Work instruction
Extract the final stretch of the data: the line that contains "tree canopy visible." and every line after it, unaltered, and no other lines.

━━━━━ Source material

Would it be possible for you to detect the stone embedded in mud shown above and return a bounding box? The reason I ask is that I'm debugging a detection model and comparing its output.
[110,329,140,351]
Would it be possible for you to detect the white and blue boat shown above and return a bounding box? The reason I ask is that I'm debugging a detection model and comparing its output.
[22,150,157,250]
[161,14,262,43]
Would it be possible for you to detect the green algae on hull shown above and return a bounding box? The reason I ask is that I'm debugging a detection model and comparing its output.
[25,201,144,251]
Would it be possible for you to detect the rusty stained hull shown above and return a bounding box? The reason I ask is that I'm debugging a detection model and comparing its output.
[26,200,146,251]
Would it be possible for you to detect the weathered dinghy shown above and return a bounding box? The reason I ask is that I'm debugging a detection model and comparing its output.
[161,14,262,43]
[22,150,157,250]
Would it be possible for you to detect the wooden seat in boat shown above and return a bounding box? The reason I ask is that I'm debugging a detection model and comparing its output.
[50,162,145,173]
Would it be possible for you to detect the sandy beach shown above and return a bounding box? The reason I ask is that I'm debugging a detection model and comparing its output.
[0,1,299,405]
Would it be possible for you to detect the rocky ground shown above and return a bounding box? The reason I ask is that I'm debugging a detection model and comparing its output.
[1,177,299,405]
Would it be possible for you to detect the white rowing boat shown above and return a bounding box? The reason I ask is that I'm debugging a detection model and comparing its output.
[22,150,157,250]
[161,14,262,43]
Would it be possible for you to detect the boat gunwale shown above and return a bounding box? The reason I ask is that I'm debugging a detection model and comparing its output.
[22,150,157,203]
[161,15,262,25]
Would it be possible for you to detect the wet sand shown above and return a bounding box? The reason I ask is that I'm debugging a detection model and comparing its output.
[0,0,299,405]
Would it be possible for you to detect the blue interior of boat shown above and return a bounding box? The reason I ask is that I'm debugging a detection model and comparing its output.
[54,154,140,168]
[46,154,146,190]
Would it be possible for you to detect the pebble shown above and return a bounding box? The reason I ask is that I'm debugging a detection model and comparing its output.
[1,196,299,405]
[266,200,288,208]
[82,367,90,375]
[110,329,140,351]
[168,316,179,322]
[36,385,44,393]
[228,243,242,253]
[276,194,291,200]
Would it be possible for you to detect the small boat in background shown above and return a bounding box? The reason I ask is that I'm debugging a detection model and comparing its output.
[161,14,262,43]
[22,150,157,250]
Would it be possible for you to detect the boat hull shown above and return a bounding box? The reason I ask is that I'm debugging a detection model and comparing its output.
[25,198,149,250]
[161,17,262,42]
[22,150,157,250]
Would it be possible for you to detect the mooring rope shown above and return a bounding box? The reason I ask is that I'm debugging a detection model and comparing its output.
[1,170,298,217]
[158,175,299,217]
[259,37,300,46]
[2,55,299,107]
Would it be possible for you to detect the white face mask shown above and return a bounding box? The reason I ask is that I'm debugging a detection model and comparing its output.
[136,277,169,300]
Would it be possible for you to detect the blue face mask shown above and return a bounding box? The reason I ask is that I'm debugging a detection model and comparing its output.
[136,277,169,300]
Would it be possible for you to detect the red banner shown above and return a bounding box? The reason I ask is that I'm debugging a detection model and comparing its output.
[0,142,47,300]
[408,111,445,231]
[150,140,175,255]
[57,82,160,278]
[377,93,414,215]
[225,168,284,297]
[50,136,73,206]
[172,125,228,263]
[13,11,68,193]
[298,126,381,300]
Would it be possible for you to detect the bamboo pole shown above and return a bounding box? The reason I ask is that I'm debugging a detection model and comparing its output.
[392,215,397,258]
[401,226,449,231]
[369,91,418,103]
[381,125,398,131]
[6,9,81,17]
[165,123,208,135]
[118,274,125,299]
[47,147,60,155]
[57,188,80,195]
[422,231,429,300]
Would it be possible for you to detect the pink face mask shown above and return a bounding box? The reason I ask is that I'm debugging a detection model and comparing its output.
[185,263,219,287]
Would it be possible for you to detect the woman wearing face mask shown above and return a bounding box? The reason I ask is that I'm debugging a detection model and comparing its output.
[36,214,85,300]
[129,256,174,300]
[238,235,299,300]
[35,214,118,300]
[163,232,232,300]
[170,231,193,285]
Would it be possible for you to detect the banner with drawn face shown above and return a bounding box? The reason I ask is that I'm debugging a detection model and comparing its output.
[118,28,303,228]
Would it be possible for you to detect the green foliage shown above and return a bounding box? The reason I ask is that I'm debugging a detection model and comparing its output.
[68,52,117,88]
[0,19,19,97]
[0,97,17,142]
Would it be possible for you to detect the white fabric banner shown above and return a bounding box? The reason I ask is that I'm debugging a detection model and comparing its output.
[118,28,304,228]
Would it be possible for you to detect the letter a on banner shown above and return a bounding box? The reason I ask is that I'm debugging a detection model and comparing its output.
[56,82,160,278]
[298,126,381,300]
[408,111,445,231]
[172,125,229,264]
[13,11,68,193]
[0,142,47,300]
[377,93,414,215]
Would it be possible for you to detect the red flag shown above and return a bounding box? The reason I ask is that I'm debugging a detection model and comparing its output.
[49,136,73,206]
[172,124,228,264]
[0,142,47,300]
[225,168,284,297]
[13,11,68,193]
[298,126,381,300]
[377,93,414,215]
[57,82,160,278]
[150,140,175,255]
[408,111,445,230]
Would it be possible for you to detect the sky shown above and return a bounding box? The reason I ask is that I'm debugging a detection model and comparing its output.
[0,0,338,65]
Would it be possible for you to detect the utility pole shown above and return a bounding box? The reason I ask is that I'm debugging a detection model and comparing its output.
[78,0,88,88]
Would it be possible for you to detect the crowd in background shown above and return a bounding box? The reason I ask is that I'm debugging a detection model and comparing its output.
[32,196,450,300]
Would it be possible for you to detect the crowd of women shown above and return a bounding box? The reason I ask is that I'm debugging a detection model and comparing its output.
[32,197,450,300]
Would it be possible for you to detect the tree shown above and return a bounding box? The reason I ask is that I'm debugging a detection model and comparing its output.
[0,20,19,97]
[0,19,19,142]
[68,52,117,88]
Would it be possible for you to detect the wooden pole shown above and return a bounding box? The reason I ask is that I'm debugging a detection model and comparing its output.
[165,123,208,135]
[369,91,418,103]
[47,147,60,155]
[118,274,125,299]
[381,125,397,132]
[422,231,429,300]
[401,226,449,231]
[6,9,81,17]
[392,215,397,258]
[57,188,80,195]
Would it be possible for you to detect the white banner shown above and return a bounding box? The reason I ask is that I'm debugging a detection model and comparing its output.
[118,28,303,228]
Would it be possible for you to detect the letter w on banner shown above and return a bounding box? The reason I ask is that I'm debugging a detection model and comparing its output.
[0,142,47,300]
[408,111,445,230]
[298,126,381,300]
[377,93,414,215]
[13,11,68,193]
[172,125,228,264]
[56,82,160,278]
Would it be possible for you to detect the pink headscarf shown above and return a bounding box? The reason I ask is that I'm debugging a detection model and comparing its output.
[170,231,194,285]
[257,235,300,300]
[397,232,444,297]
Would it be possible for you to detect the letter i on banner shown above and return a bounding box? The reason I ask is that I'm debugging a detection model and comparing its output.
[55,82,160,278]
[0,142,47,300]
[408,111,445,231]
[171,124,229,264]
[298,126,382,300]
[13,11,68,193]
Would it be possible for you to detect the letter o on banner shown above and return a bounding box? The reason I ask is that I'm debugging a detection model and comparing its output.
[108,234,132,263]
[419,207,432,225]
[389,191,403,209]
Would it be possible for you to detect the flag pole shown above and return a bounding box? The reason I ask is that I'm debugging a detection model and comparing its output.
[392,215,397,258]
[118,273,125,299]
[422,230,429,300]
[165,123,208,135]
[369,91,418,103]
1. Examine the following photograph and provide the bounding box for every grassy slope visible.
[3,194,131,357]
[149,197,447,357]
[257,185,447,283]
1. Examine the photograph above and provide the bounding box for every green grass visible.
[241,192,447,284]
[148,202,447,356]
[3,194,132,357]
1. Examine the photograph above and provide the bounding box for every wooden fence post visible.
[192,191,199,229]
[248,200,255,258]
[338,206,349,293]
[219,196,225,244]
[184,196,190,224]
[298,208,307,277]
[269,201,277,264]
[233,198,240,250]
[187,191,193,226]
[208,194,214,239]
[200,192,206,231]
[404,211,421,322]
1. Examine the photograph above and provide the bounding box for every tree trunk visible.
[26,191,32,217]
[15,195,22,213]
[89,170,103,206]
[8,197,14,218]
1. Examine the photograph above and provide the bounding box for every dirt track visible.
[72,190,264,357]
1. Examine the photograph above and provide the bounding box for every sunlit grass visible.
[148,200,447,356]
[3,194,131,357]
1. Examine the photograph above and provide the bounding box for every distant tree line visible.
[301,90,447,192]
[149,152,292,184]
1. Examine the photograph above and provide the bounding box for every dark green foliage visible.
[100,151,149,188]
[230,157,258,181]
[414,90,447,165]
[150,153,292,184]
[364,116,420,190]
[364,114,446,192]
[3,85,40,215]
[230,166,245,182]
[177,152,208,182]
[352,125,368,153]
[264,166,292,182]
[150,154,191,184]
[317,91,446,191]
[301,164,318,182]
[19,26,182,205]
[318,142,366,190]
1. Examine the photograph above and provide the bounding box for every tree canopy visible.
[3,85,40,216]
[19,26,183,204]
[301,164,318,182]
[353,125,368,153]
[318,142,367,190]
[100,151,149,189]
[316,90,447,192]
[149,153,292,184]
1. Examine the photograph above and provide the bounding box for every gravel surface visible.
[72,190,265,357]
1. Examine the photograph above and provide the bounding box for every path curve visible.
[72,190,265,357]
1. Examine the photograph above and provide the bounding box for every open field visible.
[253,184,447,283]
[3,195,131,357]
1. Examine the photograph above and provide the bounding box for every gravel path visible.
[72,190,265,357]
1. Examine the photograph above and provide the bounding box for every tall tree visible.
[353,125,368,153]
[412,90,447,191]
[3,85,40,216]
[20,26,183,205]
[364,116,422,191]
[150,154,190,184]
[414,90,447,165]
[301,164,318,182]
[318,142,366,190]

━━━━━━━━━━

Output of the exercise
1. Examine the photograph above and provide the bounding box for every tree canopy visible.
[3,85,40,216]
[19,26,183,204]
[301,164,318,182]
[353,125,368,153]
[318,142,367,190]
[100,151,149,189]
[316,90,447,192]
[149,153,292,184]
1. Examine the photograph above and provide the bounding box for every gravel surface visible.
[72,190,265,357]
1. Examine the photograph above and provide the bounding box for every path curve visible.
[72,190,265,357]
1. Examine the photograph above and provide the bounding box for every open field visible.
[253,184,447,283]
[3,195,131,357]
1. Examine the photograph above and provide the bounding box for every gravel path visible.
[72,190,265,357]
1. Examine the photograph above and provide the bounding box for every tall tree visible.
[353,125,368,153]
[412,90,447,191]
[3,85,40,216]
[20,26,183,205]
[364,116,422,191]
[150,154,190,184]
[414,90,447,165]
[301,164,318,182]
[318,142,366,190]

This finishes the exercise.